Object outline annotations
★ ★ ★ ★ ★

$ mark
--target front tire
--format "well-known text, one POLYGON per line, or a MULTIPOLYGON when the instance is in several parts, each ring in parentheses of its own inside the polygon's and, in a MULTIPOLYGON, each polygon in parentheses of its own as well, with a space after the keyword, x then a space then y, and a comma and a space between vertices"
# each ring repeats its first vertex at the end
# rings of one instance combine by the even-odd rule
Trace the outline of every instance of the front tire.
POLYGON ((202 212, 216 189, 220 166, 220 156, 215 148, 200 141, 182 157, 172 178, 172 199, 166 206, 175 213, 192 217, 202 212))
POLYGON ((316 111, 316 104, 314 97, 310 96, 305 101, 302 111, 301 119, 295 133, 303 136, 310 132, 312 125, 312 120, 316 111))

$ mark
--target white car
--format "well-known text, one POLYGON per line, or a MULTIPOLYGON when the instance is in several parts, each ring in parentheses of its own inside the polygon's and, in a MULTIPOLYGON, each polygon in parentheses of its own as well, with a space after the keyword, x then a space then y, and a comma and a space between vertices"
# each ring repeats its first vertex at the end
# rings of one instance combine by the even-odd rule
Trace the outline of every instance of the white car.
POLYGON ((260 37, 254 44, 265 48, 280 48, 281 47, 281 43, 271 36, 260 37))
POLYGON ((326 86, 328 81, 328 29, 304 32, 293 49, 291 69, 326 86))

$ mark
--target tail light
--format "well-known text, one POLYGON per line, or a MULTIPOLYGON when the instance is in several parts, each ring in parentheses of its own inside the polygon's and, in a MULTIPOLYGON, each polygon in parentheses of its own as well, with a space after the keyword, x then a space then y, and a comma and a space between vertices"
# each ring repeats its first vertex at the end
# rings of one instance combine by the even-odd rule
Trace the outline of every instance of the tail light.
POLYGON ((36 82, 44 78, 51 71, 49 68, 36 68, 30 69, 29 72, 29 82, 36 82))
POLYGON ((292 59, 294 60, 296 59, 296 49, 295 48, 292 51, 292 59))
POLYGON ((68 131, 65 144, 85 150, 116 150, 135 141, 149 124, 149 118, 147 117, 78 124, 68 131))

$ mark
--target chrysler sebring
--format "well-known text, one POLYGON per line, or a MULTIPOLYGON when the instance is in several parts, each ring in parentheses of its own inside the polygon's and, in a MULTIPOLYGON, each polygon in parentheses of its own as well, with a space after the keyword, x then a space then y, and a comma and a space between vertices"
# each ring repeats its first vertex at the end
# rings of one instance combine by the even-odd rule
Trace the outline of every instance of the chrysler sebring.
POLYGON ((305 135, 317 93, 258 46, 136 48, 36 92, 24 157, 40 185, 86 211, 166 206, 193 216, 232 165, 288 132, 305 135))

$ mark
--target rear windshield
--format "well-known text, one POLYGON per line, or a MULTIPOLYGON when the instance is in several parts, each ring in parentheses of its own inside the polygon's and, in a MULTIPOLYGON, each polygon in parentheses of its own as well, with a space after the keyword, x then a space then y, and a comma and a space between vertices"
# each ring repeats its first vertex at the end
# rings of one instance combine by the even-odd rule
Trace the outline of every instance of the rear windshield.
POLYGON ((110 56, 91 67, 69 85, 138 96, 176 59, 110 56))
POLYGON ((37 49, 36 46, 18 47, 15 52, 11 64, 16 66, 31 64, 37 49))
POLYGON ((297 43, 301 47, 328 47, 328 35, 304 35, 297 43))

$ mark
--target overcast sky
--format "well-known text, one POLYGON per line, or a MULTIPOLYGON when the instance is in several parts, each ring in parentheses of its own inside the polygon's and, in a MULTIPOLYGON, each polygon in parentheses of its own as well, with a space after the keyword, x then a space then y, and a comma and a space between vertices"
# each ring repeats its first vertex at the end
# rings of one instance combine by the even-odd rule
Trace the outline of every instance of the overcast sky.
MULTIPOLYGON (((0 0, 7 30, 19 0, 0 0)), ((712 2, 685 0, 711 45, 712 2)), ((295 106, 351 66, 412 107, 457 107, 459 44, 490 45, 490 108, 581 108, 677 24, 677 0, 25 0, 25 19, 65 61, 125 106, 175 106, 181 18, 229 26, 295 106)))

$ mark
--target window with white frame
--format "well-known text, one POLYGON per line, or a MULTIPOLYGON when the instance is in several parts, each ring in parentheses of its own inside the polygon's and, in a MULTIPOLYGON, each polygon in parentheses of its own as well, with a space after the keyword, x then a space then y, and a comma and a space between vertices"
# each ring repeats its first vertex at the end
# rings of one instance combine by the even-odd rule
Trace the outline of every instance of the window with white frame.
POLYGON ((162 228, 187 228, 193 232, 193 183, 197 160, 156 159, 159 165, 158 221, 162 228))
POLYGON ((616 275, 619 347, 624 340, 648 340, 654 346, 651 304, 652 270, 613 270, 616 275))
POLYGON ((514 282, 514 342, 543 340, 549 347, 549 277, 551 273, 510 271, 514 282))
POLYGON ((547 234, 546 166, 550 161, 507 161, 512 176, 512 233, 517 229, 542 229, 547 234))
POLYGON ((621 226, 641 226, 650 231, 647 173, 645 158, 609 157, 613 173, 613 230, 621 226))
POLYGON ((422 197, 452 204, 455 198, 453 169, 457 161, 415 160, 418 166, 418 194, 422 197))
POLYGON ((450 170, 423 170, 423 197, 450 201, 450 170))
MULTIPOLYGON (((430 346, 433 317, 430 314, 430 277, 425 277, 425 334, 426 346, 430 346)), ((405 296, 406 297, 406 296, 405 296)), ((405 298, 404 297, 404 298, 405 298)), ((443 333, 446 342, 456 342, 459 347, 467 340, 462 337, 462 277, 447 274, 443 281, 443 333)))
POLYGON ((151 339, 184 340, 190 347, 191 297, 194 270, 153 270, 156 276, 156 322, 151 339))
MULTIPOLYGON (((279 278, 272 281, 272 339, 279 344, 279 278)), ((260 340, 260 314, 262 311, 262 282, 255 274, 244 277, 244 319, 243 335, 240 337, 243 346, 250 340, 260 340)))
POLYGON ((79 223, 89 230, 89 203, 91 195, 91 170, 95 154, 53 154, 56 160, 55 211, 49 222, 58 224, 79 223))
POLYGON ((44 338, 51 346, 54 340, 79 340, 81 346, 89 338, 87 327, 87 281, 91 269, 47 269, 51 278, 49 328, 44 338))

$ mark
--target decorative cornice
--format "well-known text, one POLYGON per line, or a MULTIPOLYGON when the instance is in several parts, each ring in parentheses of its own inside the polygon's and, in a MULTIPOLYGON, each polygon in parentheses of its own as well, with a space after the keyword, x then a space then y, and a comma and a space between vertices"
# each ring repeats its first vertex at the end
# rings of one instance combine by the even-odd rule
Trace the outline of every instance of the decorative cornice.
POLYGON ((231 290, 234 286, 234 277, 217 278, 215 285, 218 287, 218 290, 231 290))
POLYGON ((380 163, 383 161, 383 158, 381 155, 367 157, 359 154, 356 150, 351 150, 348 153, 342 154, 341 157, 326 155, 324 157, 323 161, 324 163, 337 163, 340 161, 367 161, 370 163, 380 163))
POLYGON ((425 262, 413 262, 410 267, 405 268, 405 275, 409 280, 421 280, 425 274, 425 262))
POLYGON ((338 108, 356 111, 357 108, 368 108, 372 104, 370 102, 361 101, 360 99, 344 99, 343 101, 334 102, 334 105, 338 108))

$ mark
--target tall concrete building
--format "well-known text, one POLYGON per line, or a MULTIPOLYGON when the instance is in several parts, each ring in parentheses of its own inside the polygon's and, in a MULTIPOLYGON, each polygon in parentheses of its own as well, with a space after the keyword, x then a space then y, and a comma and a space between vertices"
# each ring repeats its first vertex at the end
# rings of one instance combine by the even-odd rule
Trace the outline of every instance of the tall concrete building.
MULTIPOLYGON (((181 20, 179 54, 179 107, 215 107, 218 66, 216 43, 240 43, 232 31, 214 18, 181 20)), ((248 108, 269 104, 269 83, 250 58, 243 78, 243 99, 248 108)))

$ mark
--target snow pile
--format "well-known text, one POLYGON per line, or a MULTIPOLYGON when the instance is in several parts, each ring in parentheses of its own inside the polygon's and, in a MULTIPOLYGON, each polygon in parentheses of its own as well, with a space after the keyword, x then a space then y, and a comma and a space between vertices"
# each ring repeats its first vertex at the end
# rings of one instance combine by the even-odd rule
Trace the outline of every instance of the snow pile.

★ ★ ★ ★ ★

▶ _WHAT THE TASK REQUIRES_
Gather every line from the entries above that contains the word "concrete".

▶ _TASK SOLUTION_
--target tall concrete building
Trace the outline of every instance of the tall concrete building.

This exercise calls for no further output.